• _ВЫБРАННЫЙ ФРАГМЕНТ_
ЦВГ открывает в сборнике «Картлис Цховреба» галерею портретов идеальных царей: Вахтанг Горгасал – Давид Возобновитель – Тамара. Для последующих летописцев Вахтанг стал одной из наиболее знаковых фигур, что подчеркивает преемственность концепции политической теологии для всего сборника «Картлис Цховреба». Однако следует отметить и существенные различия: в ЦВГ политическая составляющая полностью подчинена «теологической», земная слава в нем если не полностью игнорируется, то по крайней мере подчинена концепции небесной славы. В амбивалентном образе святого воина, объединяющем ипостаси мученика и победоносца, превалирует образ мученика, и именно в силу этого портрет Вахтанга приобретает скорее агиографические черты.
Подобно ЦВГ, последующие тексты сборника «Картлис Цховреба» (ЦМД, «Цховреба Mепет-Mеписа Tамариси» – Житие царицы цариц Тамар, далее ЦМТ, и «Историани да Aзмани Шаравандедтани» – «История и восхвaление венценосцев», далее ИАШ) также подчиняют мирскую славу небесной. Так, в Житии царя царей Давида Возобновителя мирская деятельность передается термином «квенани мокалакеобани» – дольнее подвижничество, которое царь Давид после своей смерти меняет на горнюю обитель. Тем не менее мы можем реконструировать средневековое понятие земной славы. В чем же выражается мирская слава в «Картлис Цховреба»?

• _ПИСЬМЕННОЕ ЗАДАНИЕ A_
Выпишите из фрагмента о сборнике «Картлис Цховреба» все сокращённые обозначения входящих в него текстов.
Записи, которые идут далее, с фрагментом никак не связаны.

• _ИСХОДНЫЕ ДАННЫЕ_
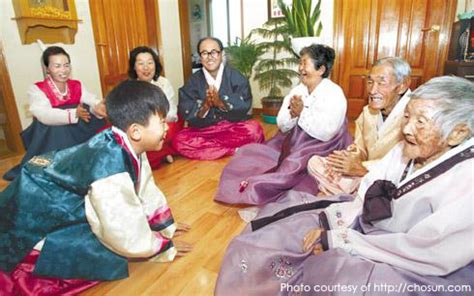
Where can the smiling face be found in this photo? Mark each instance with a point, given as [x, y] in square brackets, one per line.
[383, 89]
[424, 141]
[59, 68]
[309, 76]
[145, 66]
[154, 134]
[210, 63]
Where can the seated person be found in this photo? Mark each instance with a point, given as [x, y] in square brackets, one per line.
[216, 102]
[145, 65]
[72, 225]
[64, 112]
[377, 130]
[411, 223]
[311, 122]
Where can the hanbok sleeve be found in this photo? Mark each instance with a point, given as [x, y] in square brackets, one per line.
[359, 143]
[89, 99]
[323, 119]
[119, 220]
[344, 215]
[154, 202]
[284, 120]
[190, 101]
[238, 98]
[42, 110]
[437, 245]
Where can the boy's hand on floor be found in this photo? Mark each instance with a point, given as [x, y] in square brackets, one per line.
[182, 247]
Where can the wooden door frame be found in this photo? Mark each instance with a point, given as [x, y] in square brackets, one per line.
[12, 132]
[152, 17]
[338, 39]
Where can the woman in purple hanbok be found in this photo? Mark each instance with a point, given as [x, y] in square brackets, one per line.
[311, 122]
[409, 230]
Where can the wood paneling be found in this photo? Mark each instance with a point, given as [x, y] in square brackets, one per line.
[367, 30]
[185, 35]
[119, 26]
[10, 122]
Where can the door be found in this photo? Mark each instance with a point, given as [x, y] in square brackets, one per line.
[367, 30]
[119, 26]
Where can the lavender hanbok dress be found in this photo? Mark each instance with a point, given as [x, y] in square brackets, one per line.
[261, 173]
[423, 248]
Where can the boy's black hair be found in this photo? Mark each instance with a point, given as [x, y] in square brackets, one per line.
[133, 58]
[321, 55]
[53, 50]
[134, 101]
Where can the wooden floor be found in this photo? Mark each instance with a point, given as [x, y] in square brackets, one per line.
[189, 187]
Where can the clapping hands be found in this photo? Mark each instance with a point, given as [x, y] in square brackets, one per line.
[296, 106]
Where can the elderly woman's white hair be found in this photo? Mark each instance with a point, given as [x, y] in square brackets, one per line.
[401, 68]
[454, 98]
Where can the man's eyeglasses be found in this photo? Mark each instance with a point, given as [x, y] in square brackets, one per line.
[213, 53]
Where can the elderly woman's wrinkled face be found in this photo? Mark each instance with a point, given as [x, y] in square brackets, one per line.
[59, 68]
[382, 87]
[145, 66]
[309, 76]
[423, 137]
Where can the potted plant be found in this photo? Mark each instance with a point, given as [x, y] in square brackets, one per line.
[273, 70]
[243, 54]
[302, 22]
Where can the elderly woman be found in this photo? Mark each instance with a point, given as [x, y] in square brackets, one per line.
[145, 65]
[311, 122]
[64, 112]
[409, 228]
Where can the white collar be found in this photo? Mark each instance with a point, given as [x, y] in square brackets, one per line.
[440, 159]
[210, 80]
[124, 136]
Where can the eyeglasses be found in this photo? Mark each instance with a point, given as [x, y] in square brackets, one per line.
[213, 53]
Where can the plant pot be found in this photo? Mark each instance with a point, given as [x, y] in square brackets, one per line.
[298, 43]
[270, 108]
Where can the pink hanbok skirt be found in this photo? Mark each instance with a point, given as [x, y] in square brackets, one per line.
[217, 141]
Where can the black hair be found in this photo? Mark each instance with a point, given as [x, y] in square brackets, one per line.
[321, 55]
[219, 43]
[53, 50]
[132, 74]
[134, 101]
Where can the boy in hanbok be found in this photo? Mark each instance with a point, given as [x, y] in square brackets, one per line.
[74, 216]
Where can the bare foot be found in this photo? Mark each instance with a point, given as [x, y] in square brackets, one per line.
[181, 228]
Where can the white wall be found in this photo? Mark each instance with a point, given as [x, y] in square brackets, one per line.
[171, 42]
[23, 61]
[256, 14]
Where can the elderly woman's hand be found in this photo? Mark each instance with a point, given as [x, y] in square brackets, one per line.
[100, 110]
[296, 106]
[346, 163]
[82, 113]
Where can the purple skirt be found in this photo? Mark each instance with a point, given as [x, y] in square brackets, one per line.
[259, 173]
[270, 261]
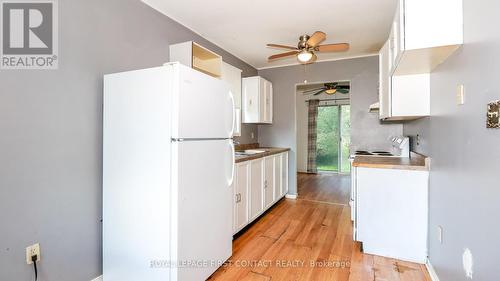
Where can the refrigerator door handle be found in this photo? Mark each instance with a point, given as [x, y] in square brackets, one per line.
[234, 114]
[233, 162]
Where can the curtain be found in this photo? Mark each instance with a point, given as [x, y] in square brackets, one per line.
[312, 136]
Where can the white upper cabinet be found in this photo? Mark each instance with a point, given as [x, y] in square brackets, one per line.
[232, 76]
[257, 100]
[198, 57]
[384, 82]
[424, 34]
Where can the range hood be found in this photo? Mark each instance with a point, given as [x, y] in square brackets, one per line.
[374, 107]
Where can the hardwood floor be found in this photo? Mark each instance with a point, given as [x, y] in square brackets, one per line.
[307, 239]
[329, 188]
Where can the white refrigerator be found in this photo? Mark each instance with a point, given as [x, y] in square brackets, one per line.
[168, 164]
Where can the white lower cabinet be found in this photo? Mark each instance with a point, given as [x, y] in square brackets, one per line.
[256, 187]
[268, 181]
[284, 174]
[258, 184]
[391, 212]
[277, 177]
[241, 198]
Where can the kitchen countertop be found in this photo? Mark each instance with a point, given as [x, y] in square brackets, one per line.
[269, 151]
[416, 162]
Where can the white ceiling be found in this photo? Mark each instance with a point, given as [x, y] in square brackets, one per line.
[243, 28]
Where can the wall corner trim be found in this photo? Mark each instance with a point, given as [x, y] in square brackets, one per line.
[431, 271]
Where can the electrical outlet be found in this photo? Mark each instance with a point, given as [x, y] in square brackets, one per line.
[31, 251]
[460, 95]
[440, 234]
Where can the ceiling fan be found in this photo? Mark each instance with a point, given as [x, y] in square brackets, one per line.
[329, 89]
[308, 45]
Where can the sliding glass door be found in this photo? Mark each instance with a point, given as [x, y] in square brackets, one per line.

• _ПИСЬМЕННОЕ ЗАДАНИЕ B_
Подсчитайте, сколько строк в записях содержат слово «ceiling». В ответе укажите только число.

• _РЕЗУЛЬТАТ ЗАДАНИЯ A_
ЦВГ, ЦМД, ЦМТ, ИАШ

• _РЕЗУЛЬТАТ ЗАДАНИЯ B_
2